What is being asked: Please rewrite the items from the line containing "Identify each instance of the brown twig" through the end of the items, both ends included, keeping the requests unchanged. Multiply every point coordinate in the answers by 0.55 and round it to a whole number, with halves rounded up, and give only that stretch without the pictures.

■ ■ ■ ■ ■

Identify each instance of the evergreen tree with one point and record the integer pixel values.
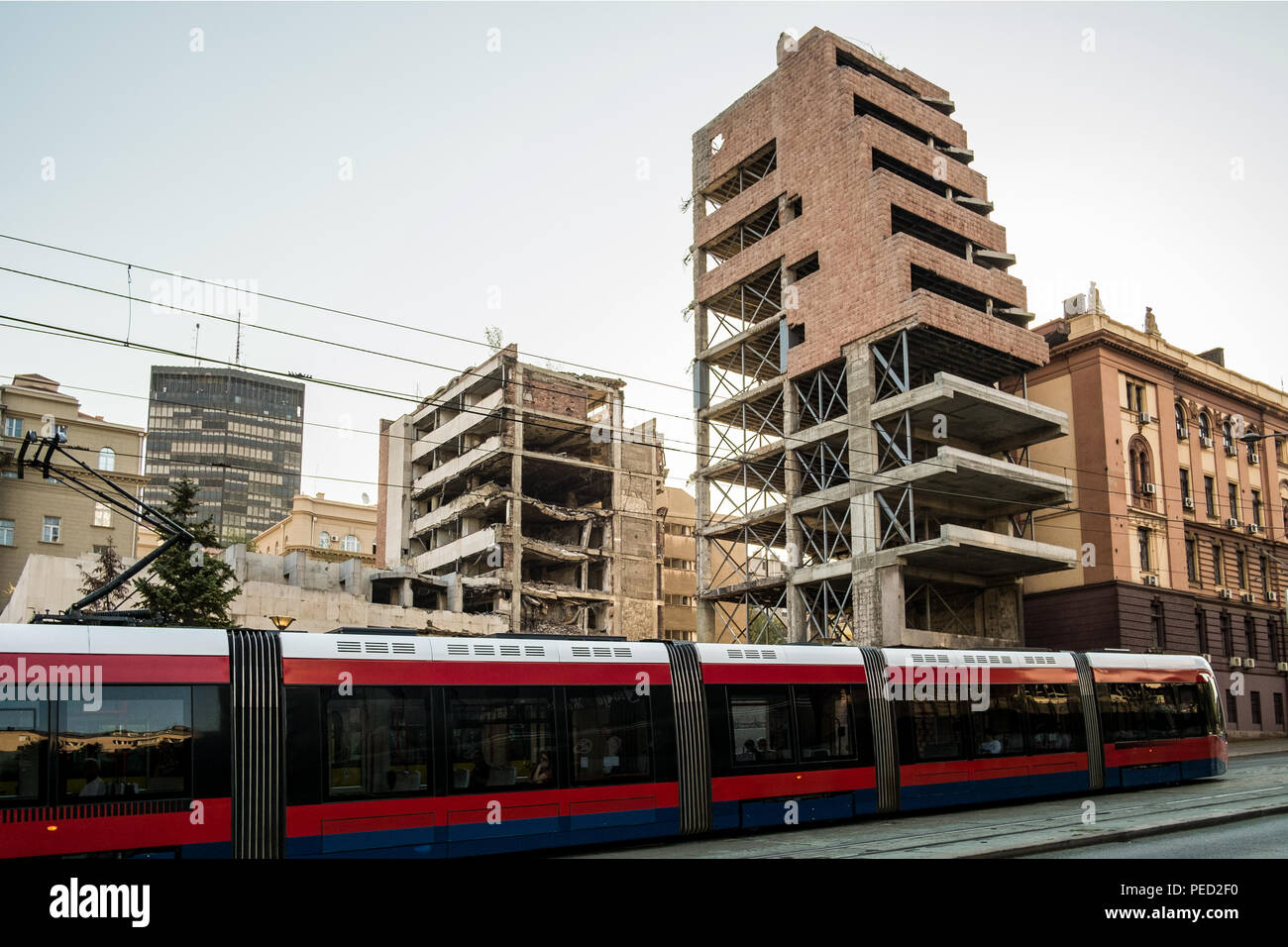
(108, 567)
(187, 586)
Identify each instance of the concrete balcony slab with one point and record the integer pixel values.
(974, 486)
(986, 554)
(975, 414)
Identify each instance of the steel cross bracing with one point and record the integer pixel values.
(928, 594)
(892, 365)
(824, 466)
(827, 539)
(820, 395)
(756, 560)
(758, 429)
(765, 612)
(901, 527)
(747, 174)
(827, 608)
(750, 232)
(750, 302)
(756, 491)
(756, 360)
(894, 445)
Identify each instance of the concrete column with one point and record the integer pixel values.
(515, 504)
(703, 618)
(617, 626)
(798, 629)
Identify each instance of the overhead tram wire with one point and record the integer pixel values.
(429, 402)
(89, 337)
(321, 308)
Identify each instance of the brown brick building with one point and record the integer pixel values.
(50, 518)
(1181, 525)
(853, 317)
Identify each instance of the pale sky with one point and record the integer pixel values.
(380, 158)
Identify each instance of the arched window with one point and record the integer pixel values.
(1138, 471)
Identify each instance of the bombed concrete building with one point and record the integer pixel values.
(861, 360)
(518, 491)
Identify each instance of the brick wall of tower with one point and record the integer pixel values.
(824, 157)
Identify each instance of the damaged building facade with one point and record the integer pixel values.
(861, 363)
(518, 491)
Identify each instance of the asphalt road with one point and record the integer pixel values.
(1256, 838)
(1250, 785)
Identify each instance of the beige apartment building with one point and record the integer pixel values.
(1181, 525)
(326, 530)
(48, 517)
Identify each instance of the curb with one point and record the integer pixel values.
(1128, 834)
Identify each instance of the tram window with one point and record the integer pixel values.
(377, 742)
(1158, 702)
(1054, 714)
(938, 729)
(24, 748)
(999, 728)
(610, 736)
(761, 725)
(1189, 711)
(1124, 712)
(1212, 719)
(137, 742)
(824, 724)
(497, 737)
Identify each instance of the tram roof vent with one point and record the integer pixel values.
(599, 651)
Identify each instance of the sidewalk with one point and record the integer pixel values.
(1257, 748)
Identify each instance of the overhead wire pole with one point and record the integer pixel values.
(114, 496)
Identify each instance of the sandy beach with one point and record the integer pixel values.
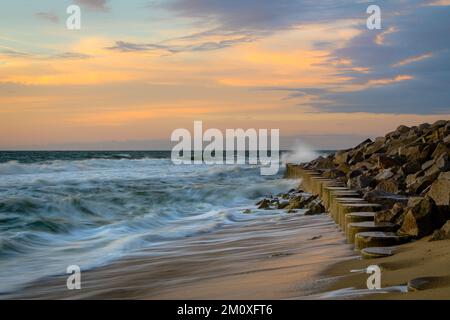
(413, 260)
(275, 258)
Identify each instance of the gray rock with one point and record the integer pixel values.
(421, 218)
(442, 233)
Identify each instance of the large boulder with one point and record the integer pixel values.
(389, 186)
(442, 233)
(440, 190)
(421, 218)
(314, 207)
(361, 182)
(440, 150)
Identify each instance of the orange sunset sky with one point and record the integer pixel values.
(139, 69)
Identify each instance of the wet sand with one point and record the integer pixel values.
(413, 260)
(274, 257)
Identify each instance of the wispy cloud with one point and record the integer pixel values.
(100, 5)
(47, 16)
(412, 59)
(124, 46)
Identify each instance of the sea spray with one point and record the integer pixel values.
(300, 153)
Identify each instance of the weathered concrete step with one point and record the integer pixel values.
(328, 189)
(346, 208)
(378, 239)
(366, 226)
(334, 209)
(359, 217)
(377, 252)
(319, 183)
(424, 283)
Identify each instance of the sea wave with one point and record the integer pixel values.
(59, 212)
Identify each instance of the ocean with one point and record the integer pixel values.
(90, 208)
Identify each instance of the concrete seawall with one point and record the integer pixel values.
(352, 214)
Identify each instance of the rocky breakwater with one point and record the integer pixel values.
(389, 190)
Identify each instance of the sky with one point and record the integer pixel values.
(139, 69)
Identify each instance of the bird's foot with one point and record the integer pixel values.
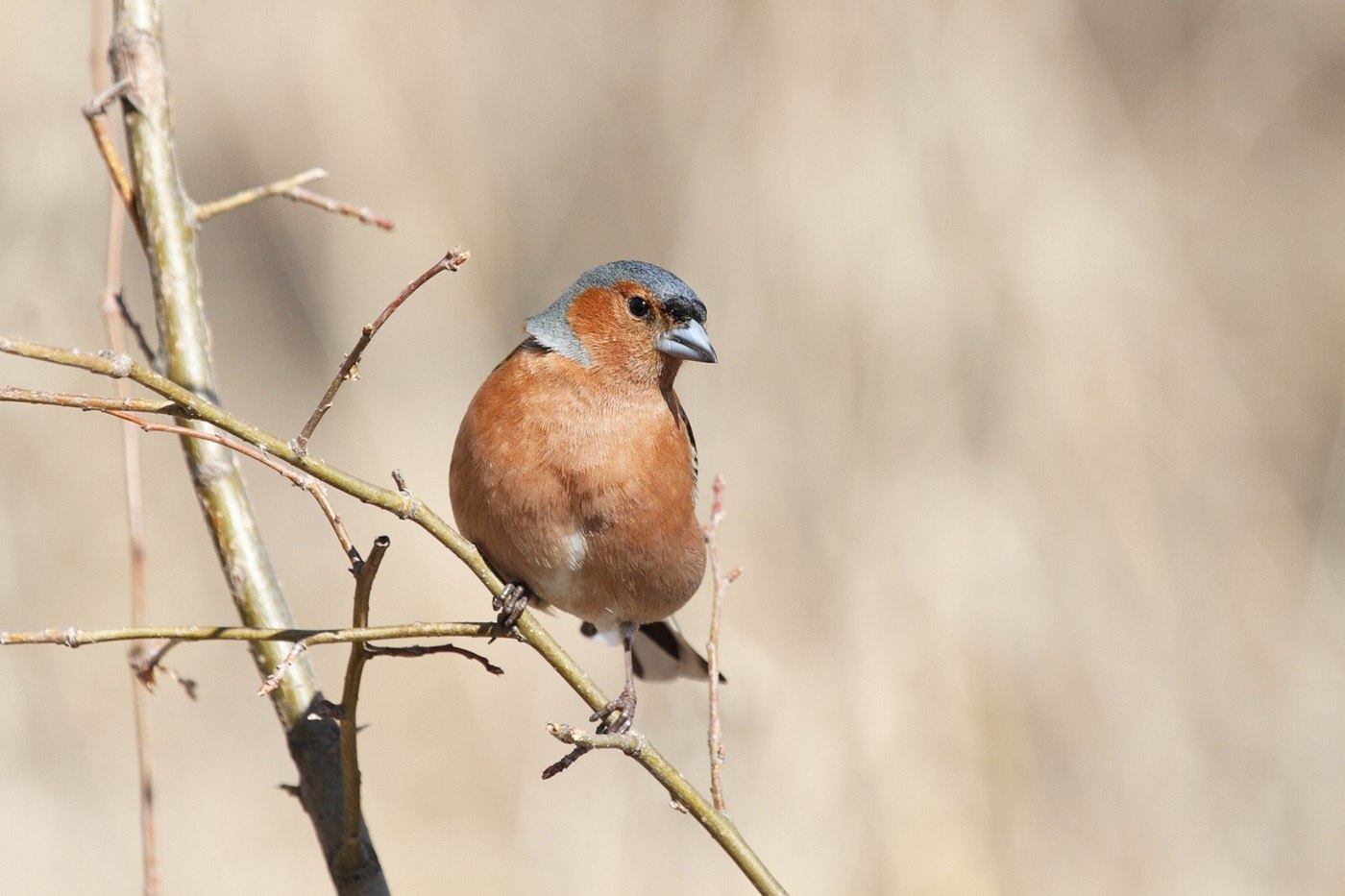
(510, 603)
(624, 714)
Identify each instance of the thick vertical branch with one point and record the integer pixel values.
(170, 228)
(110, 309)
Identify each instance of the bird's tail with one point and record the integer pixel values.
(661, 653)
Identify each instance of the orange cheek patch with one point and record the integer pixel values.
(607, 331)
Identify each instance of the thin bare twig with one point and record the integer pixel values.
(299, 479)
(350, 366)
(312, 637)
(208, 210)
(407, 506)
(118, 202)
(278, 675)
(350, 855)
(712, 647)
(360, 213)
(89, 402)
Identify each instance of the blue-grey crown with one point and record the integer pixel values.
(551, 327)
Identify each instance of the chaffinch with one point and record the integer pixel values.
(575, 470)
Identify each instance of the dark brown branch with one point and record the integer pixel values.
(151, 355)
(94, 113)
(360, 213)
(350, 366)
(350, 853)
(407, 506)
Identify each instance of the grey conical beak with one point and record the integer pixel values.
(688, 342)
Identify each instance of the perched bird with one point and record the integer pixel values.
(575, 470)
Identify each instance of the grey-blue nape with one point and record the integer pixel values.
(551, 327)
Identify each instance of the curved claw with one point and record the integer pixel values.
(510, 603)
(624, 709)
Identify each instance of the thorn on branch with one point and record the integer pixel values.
(136, 331)
(629, 742)
(360, 213)
(94, 114)
(712, 647)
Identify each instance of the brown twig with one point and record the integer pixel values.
(145, 667)
(118, 202)
(350, 366)
(208, 210)
(629, 742)
(426, 650)
(712, 647)
(278, 675)
(94, 113)
(360, 213)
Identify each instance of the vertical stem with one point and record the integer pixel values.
(170, 228)
(134, 493)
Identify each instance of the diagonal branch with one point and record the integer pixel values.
(350, 855)
(208, 210)
(163, 215)
(407, 506)
(312, 637)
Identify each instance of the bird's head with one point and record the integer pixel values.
(629, 319)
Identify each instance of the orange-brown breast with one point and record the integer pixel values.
(581, 486)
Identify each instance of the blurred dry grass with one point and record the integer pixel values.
(1029, 405)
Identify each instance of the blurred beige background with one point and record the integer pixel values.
(1031, 323)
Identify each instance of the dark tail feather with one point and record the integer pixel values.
(662, 653)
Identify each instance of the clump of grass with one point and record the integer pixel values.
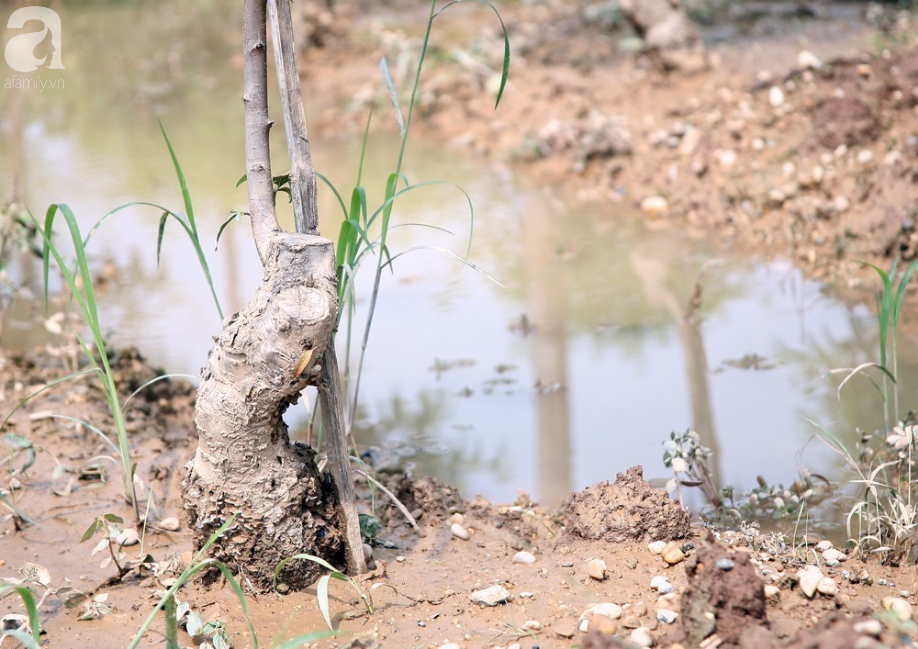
(884, 519)
(80, 284)
(357, 238)
(325, 580)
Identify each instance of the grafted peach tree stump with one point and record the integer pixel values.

■ ■ ■ ■ ■

Answer below:
Identify each instance of the brown twig with one point and record the integer pixel values.
(80, 367)
(65, 111)
(193, 201)
(114, 116)
(346, 408)
(234, 358)
(392, 356)
(153, 371)
(52, 62)
(198, 117)
Identify each instance of the vertical stem with one point and record the integer pixel values.
(94, 125)
(74, 271)
Identify each instance of the diagonal branch with one point and record the integer pixel values.
(193, 470)
(114, 116)
(90, 118)
(224, 278)
(172, 350)
Identify each instance of the bird's head with one point and record the integer pixel values.
(346, 175)
Identify each instance of the orange-brown breast with one point and record the integer pixel values.
(320, 267)
Identify each instance of the blurred dry grass with one point and record the integer pixel values.
(566, 223)
Identify each instance of the blurred beige background with one point and record the integer pixel values.
(567, 178)
Identify each instance of the dark tail feather with one point and record the integer pixel values.
(364, 359)
Identify each instance of the clump of grass with one point and record the integer pixel values.
(486, 285)
(44, 156)
(196, 131)
(179, 319)
Identify each instance of the grafted peach tree stump with one point and record the integer pixel values.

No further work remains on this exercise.